Bütün kitaplarım için başarı diliyorum; fakat bunun kısa vadede gerçekleşmeyeceğinin de farkındayım. Toplum olarak çok okumadığımızı istatistikler söylüyor zaten. Bir de her hafta çıkan yeni kitaplar ile yazar ve şair sayısı hızla artıyor. Hepimizin kalıcı olması mümkün değil. Bunu belirleyecek olan kalite, zaman içinde belli olacaktır. İnsanların tanınmamış şair ve yazarlara olan tereddütlerini de anlıyorum. Bunun için zamana bırakıp üretmeye devam edeceğim.



Kitaplarınızı bir okur gözüyle nasıl değerlendirirsiniz?



Sık sık okumaktan keyif aldığım şiirlerim, yazarken bile kendimi kaptırdığım kitaplarımı çok seviyorum. Kimseye benzemeye çalışmadan, seviyeyi düşürmeden, edebi esere yakışır şekilde kaliteli bir şeyler ortaya çıkardığımı düşünüyorum. Benim için başarı; basım için yaptığım harcamanın her ne şekilde olursa olsun fazlasıyla bana dönmesi değil, hak ettiği değeri vererek yazdığım kitapları o değerle okuyacak insanların olması ve kitaplarımın hafızalarda iz bırakmasıdır.

» Görevler ve alıştırmalar:
a – Söyleşide yazar, kaliteli bir şeyler ortaya çıkardığını söylerken bunu hangi üç ifadeyle nitelendiriyor?
b – Söyleşiyi son cümlesinden sonra sürdürebilir misiniz?
Kayıtlara bakmanız gerekmiyor.

» Verilen kayıtlar:
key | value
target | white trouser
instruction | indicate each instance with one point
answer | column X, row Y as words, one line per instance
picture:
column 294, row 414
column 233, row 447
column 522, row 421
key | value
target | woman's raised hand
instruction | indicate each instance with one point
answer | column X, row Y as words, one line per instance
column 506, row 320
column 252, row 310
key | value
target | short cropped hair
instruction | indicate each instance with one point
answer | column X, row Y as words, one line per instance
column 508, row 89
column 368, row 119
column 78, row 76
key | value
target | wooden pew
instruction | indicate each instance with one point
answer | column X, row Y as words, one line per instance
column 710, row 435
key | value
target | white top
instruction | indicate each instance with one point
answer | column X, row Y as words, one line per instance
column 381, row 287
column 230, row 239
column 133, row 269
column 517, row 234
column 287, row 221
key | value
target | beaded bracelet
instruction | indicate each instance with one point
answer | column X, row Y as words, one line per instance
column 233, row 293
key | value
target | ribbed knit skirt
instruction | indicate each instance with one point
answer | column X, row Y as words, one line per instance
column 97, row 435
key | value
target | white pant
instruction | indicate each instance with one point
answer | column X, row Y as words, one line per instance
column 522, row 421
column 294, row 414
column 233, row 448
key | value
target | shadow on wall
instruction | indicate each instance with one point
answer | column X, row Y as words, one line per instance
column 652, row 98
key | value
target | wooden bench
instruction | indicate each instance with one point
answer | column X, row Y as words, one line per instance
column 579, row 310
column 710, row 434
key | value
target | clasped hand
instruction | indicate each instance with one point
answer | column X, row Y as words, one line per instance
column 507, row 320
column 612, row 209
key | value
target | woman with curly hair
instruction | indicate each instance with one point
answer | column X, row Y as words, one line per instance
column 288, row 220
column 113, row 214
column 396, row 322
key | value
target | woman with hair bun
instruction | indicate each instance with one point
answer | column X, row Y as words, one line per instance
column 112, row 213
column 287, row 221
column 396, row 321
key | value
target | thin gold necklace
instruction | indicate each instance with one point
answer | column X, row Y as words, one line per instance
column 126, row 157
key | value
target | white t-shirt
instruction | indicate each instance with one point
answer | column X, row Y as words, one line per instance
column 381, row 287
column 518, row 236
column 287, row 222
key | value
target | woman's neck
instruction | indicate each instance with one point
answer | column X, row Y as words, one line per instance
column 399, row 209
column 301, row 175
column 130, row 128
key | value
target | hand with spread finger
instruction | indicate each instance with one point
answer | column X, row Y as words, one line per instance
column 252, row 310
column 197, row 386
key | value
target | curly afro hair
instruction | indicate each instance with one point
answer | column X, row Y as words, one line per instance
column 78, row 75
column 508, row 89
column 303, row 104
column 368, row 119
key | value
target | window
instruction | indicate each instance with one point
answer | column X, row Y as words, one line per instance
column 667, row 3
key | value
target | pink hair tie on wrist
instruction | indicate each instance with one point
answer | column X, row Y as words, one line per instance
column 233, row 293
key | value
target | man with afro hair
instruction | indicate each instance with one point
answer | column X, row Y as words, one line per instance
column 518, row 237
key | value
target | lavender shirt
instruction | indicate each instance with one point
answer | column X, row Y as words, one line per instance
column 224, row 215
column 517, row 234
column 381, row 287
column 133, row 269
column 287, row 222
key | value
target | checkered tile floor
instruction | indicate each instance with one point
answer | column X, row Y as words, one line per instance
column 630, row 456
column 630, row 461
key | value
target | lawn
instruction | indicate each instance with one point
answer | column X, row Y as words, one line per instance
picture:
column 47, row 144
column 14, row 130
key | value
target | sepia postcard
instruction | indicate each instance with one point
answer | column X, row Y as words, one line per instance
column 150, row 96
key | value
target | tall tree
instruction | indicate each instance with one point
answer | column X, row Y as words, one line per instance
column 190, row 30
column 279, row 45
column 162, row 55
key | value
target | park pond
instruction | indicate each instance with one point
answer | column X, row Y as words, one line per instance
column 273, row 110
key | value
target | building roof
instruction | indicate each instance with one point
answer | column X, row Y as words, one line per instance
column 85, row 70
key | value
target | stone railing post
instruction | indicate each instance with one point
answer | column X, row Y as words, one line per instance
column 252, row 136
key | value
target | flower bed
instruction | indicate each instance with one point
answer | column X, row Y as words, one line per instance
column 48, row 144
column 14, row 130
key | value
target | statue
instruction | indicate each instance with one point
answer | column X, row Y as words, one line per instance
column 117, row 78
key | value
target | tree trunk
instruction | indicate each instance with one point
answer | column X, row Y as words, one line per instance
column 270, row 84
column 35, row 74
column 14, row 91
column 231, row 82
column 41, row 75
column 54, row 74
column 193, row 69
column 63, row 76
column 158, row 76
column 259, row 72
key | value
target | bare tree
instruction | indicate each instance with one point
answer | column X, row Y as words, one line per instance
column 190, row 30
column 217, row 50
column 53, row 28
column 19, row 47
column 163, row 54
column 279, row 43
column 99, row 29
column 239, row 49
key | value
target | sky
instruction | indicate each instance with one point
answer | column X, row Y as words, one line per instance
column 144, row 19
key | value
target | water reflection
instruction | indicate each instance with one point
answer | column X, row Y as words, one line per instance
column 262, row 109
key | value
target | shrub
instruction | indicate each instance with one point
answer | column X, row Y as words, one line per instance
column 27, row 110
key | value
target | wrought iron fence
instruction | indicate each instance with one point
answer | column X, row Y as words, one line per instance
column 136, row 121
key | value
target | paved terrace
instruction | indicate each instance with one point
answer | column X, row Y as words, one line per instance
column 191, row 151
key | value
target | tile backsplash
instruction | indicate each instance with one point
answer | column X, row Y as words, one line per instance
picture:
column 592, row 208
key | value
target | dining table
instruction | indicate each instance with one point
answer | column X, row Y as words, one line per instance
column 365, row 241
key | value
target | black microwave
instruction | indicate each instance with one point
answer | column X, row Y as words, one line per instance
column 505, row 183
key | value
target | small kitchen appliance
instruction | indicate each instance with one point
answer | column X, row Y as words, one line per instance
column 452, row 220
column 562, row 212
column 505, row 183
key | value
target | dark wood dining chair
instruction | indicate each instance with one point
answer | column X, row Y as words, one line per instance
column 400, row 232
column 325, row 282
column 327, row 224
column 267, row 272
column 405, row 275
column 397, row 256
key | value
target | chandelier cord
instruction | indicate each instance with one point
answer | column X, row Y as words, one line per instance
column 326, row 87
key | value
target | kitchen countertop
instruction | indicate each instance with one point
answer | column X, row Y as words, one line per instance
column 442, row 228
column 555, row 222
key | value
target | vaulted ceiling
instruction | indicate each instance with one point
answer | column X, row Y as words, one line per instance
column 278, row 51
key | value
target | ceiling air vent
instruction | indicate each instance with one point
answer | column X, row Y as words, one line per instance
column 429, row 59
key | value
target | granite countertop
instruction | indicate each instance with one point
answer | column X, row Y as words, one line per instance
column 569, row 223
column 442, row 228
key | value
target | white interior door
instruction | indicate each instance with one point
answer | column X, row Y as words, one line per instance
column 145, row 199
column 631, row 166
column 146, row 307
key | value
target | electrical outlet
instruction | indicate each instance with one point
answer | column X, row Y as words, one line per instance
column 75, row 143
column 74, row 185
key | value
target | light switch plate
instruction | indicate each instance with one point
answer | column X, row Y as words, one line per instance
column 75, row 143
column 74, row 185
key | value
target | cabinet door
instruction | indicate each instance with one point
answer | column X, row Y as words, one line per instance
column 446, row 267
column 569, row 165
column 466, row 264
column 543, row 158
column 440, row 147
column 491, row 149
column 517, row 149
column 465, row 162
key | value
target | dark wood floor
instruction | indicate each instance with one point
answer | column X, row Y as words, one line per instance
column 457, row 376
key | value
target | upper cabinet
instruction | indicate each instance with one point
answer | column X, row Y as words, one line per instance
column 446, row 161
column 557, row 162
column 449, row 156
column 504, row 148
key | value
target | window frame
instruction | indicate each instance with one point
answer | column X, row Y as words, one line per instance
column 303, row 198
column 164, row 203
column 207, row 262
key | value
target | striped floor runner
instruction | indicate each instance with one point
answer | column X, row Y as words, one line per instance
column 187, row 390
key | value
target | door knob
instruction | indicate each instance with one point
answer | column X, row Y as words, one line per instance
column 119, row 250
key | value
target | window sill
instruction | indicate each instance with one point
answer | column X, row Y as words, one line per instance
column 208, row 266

» Yanıtlar:
a –
- Kimseye benzemeye çalışmadan
- Seviyeyi düşürmeden
- Edebi esere yakışır şekilde

b –
Hazırlık aşamasında olan yeni bir eseriniz var mı?



Evet, şu anda devam eden çocuk öyküm ve başladığım 1-2 tür daha var.



Son olarak gazetemiz okurlarına neler söylemek istersiniz?



Her yeni kitap, bilgi denizlerine açılmış keşif gemisidir. Rotayı yazar kaptan belirlemiştir. Karşınıza ne çıkacağını bilmeden yol alırsınız, yanınızda hayalleriniz ve umutlarınız vardır. Döndüğünüzde, saklı bilgi ambarında payınıza düşen servetle yeni ufuklara yelken açmaktır dileğiniz. Okumaktan vazgeçmeyin ki servetinize servet katın.



“Bilmiyorsan oku dediler,



  Cehaletmiş ağır cezası;



  Almazsa aklın sus dediler,



  Sükûtmuş sarrafın ası.”



Sevgiyle… Hoşça kalın.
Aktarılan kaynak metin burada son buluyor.